### Text excerpt

Monday, 11 December 2017

Mental Stability in an Insane World

Several months ago I was following the trial of a young man who walked into a grocery store in 2016 and killed a female clerk.  The defense had played the "mentally unstable" card, saying that the man had suffered from paranoid schizophrenia and believed that the girl and her friends were plotting to kill him.  When he entered the store he thought that the girl had a gun in her pocket, which prompted him to take a pre-emptive strike.

Most times it's the job of the defense to come up with a plausible scenario that fits the available evidence without directly incriminating the accused.  However I had a great deal of difficulty believing this particular story.  The man barely knew any of the girls involved; he only came up with his explanation after reading some anonymous messages on social media.  The truth of the matter is probably that he was enraged that she turned him down when he asked her out on a date a few days prior.

I have stated many times that I dislike the "mentally unfit" defense ploy in court.  When someone is declared as such they don't go to jail at first, but are usually detained in a medical facility where they are "treated".  When they are deemed to be "cured" - or rather, mentally fit to stand trial - then they face a court, and more often than not receive a lesser sentence than they otherwise might have had.  The fact remains that regardless of their mental state, they still committed a crime and should be punished appropriately.

Yes, I concede that mental illness can affect anyone and can drive people to actions that they wouldn't think about under normal circumstances.  But pointing at it as being the root cause of a heinous crime goes too far.  Most intelligent people should know right from wrong, unless they have been purposely taught otherwise or "brainwashed".

Social media should share the blame as well.  Many people and organizations use it to disseminate falsehoods and extremism that will be taken as truth by those who are mentally vulnerable.  All one needs to do to see this is to glance at any controversial topic and there will be comments from people whose viewpoints are so off base as to be ridiculous.

In recent months I've had so much to deal with in my personal life that I rarely watch the news or follow social media discussions unless something directly pertains to my situation.  There is just too much hypocrisy, stupidity, and violence in the world for one person to fathom.

It's little wonder that society is slowly going insane.


  1. Just curious, have you ever known anyone who was diagnosed with schizophrenia?

    1. I do know that schizophrenia isn't always like the "multiple personalities" that's often portrayed in the movies and TV. I admit I don't fully understand the condition; I do know someone who has been diagnosed with it but she's on medication and she never talks about it.

### Directions
1. Name each thing that the blog post on mental stability says there is too much of in the world for one person to fathom.
2. Reproduce the passage of the blog post on mental stability between "I have stated" and "be punished appropriately.", inclusive, word for word.
3. Write the next part of the blog post on mental stability, picking up after its final sentence.

### Record excerpts
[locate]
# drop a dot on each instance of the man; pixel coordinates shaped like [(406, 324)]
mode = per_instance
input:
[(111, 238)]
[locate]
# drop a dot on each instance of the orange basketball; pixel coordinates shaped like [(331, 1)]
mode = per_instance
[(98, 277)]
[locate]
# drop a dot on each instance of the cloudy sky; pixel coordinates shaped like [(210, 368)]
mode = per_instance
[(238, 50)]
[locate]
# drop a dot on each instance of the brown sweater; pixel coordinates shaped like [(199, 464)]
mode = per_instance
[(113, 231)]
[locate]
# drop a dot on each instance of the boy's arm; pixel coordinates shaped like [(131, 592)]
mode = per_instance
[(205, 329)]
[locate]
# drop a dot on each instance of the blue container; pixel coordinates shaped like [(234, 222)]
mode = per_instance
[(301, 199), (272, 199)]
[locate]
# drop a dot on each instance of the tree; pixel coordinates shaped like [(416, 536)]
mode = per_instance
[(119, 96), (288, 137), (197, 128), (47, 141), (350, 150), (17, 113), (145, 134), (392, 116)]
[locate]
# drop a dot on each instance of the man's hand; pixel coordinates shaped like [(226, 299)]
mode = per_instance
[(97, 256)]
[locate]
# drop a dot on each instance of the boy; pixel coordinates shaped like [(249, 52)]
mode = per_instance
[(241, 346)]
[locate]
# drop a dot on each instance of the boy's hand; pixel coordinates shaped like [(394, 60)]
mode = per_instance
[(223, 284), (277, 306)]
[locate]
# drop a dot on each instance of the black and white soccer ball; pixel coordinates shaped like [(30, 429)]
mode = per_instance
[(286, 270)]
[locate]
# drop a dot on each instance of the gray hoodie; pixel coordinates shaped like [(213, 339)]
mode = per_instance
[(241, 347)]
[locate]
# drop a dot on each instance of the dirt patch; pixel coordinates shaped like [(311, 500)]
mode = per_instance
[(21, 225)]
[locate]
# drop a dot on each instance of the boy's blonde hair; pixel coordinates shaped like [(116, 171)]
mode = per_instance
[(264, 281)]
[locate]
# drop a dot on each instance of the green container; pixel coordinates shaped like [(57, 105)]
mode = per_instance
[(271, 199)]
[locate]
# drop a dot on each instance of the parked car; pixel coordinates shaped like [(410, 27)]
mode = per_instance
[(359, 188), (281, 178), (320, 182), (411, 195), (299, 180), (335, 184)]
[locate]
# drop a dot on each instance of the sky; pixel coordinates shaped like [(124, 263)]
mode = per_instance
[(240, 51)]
...
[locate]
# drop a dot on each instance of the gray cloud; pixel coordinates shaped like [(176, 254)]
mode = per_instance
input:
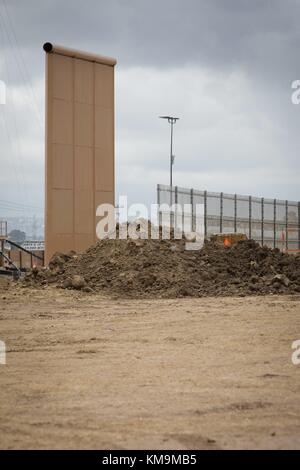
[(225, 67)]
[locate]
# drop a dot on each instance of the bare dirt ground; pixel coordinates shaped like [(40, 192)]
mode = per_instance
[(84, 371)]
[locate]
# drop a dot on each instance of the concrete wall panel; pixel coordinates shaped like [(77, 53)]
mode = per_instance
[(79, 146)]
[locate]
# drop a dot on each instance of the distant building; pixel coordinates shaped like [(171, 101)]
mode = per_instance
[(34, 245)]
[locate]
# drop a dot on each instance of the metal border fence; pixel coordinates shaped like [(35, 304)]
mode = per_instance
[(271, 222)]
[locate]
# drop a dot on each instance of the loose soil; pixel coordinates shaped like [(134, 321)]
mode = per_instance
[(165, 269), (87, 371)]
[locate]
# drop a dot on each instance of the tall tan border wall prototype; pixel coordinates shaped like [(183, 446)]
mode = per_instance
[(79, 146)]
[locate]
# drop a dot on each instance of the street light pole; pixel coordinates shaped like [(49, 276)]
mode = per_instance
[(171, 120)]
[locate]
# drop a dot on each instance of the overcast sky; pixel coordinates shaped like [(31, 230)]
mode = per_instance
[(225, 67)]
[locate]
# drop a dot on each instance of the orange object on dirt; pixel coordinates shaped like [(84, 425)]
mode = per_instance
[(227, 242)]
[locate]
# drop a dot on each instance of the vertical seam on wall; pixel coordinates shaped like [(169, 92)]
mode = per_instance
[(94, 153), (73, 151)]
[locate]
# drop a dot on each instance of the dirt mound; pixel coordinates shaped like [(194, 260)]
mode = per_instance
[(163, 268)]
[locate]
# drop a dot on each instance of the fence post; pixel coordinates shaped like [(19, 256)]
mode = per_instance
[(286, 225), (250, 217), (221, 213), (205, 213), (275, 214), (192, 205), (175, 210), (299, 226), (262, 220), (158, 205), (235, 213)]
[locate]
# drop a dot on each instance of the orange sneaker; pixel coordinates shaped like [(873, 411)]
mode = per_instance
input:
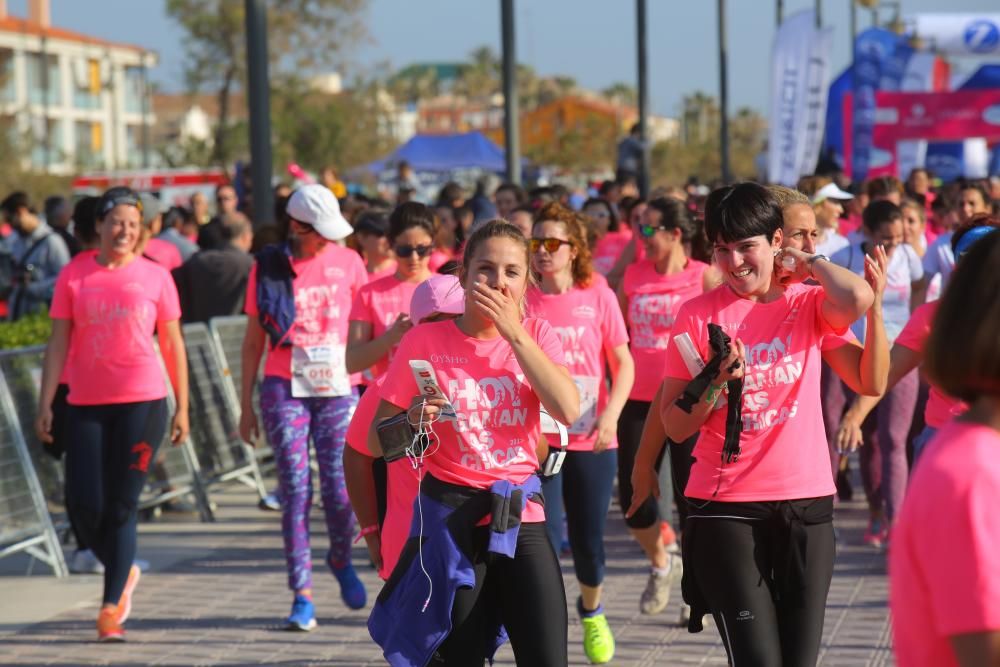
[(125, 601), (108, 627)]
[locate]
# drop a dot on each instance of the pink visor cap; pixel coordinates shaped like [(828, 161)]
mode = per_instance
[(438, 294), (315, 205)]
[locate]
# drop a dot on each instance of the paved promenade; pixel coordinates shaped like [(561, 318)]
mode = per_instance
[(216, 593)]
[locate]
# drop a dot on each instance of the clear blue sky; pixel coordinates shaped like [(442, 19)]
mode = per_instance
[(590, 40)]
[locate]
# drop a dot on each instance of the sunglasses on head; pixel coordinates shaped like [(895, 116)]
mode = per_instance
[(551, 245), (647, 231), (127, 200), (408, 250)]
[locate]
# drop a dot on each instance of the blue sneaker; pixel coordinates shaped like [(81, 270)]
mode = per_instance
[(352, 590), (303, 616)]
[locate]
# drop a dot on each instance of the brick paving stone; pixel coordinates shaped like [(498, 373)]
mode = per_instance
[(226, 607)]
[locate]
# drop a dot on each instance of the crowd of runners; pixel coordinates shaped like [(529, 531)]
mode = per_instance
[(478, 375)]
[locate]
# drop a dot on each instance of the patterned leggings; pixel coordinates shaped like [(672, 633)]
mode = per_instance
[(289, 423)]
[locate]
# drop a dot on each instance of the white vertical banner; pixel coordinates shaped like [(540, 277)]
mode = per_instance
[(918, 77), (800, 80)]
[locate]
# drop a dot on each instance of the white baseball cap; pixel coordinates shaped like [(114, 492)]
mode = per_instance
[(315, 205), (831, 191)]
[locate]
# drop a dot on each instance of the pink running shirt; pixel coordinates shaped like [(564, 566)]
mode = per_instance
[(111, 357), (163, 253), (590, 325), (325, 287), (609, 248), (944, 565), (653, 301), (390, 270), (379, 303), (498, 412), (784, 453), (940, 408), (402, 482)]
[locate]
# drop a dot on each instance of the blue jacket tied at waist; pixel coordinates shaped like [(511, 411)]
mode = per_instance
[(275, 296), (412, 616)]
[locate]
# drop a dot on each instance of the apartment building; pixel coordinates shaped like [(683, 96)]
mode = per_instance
--
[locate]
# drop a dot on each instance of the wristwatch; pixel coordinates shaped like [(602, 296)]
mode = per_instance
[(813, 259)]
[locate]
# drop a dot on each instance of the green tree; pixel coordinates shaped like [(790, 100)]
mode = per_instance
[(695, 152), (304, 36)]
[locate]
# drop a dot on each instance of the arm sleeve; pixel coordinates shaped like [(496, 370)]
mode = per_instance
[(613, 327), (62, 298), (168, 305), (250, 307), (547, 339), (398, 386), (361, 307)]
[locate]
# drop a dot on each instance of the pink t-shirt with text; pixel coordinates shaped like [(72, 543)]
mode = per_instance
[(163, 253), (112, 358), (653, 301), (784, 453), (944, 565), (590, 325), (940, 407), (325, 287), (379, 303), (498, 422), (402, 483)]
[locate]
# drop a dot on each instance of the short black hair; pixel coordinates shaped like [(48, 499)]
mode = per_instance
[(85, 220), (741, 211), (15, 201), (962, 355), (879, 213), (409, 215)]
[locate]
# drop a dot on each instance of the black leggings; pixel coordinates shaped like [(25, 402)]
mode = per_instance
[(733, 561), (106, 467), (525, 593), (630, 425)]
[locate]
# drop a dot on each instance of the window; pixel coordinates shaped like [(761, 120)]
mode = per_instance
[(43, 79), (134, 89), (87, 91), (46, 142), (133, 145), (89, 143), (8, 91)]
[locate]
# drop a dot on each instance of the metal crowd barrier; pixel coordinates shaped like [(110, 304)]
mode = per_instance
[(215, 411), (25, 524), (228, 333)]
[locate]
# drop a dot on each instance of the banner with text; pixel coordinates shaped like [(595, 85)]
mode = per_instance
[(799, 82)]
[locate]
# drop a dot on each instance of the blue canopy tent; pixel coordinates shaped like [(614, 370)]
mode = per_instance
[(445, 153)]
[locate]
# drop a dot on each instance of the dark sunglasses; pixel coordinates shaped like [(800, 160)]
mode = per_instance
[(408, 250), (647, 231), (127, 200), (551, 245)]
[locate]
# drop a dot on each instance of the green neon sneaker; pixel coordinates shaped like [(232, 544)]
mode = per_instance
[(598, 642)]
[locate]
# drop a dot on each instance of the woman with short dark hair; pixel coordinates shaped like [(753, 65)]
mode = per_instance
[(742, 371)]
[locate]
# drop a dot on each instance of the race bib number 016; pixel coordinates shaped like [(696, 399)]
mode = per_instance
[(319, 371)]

### Answers to each task
1.
hypocrisy
stupidity
violence

2.
I have stated many times that I dislike the "mentally unfit" defense ploy in court.  When someone is declared as such they don't go to jail at first, but are usually detained in a medical facility where they are "treated".  When they are deemed to be "cured" - or rather, mentally fit to stand trial - then they face a court, and more often than not receive a lesser sentence than they otherwise might have had.  The fact remains that regardless of their mental state, they still committed a crime and should be punished appropriately.

3.
    2. It remains however that too many people seem to use the insanity defense as a "get out of jail free" card: "I was insane at the time of the crime, therefore I did not know what I was doing and I do not deserve jail time."

  2. Unfortunately, too many people think of schizophrenia as "multiple personalities" when this is a completely different disorder. The "schiz" or split in schizophrenia is a break with reality, not a splitting of personalities.

    It's a condition that involves many different aspects, including the more dramatic symptoms that TV and film portray (hearing voices, delusions of grandeur, etc.) but also more subtle yet pervasive symptoms like warping of depth perception and paranoia that stems in part from feeling that the world is closing in on the individual.

    It's a condition that I would not wish on anyone, and one that can be exceedingly difficult to treat under the best circumstances. I've seen a great many people suffer through lack of psychiatric and social supports, overmedication, or outright abuse. Incidentally, some of the schizophrenics I've been warned were "very dangerous" were actually the sweetest, gentlest souls I've had the privilege to care for.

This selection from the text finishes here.